> **FRAGMENTO DEL TEXTO**:
-------

Por el contrario, en los diálogos del Orador no ve ya lo
perfecto en la selección y depuración de las bellezas naturales, sino en la idea
superior que vive y reina en la mente del artista, y no recuerda el ejemplo de
Zéuxis, sino el de Fidias, que al hacer la figura -de Jove o de Minerva- no
contemplaba ni copiaba ninguna hermosura real, sino cierta idea o especie
de admirable hermosura que llevaba en su pensamiento, y ella dirigía la mano
del artífice: «Neque vero ille artífex cum faceret Jovis jormam aut Minerva
contemplabatur aliquem e quo similitudinem duceret, sed insidebat ei species
quaedam eximiae pulchritudinis, quam intuens in eaque defixus ad illius
similitudinem artem et man un dirigebat.
Entre una y otra concepción, sin duda que hay un abismo.

-------

> **MATERIAL**:
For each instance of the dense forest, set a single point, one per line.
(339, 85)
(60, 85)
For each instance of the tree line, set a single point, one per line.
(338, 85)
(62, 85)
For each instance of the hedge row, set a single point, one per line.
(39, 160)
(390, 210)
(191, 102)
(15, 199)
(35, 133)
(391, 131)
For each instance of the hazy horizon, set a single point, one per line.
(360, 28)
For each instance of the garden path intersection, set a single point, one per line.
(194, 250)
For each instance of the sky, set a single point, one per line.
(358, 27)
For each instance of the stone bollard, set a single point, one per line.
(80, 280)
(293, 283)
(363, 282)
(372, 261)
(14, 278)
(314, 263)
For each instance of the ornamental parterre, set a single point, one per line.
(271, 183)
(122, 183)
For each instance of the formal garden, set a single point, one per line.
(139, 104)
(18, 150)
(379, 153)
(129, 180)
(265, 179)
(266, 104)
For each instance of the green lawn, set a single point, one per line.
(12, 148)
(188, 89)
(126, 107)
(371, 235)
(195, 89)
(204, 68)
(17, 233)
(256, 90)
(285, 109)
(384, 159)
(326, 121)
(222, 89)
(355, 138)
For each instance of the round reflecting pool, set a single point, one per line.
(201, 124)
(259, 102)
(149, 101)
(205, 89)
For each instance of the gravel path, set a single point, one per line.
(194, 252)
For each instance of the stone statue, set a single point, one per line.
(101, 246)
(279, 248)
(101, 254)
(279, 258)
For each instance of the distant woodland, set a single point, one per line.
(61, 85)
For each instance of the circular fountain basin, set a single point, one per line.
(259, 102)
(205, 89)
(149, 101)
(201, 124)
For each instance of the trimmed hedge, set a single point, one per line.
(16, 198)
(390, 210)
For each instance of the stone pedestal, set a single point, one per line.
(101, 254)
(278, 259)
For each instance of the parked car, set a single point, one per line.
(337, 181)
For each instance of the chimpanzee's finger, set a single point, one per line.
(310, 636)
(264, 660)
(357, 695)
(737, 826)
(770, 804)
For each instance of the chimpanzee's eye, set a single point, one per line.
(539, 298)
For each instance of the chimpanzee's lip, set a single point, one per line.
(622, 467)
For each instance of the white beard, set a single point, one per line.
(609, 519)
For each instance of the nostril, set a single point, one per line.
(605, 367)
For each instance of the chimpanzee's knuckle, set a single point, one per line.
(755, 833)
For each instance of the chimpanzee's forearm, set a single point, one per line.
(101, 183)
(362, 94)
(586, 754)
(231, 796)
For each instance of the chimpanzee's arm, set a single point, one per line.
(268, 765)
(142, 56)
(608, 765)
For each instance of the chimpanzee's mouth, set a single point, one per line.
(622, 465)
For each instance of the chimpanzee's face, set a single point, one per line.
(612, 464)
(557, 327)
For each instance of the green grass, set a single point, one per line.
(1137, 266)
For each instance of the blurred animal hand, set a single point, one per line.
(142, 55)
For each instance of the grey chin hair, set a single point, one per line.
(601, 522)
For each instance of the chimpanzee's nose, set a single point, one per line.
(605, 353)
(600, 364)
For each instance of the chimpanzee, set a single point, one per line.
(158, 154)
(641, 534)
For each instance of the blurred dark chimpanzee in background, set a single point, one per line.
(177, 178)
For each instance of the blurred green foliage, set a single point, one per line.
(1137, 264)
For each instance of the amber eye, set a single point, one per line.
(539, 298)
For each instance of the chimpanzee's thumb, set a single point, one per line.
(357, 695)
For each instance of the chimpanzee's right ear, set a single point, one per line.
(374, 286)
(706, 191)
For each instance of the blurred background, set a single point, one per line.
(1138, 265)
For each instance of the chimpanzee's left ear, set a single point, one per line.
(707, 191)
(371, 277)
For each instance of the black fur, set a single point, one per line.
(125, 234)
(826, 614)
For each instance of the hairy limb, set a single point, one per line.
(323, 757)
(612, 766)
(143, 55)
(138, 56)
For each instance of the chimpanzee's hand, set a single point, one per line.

-------

> **QUÉ ELABORAR**:
Según el fragmento del texto, ¿qué ejemplo se recuerda en los diálogos del Orador en lugar del de Zéuxis?

> **RESPUESTA ESCRITA**:
El ejemplo de Fidias.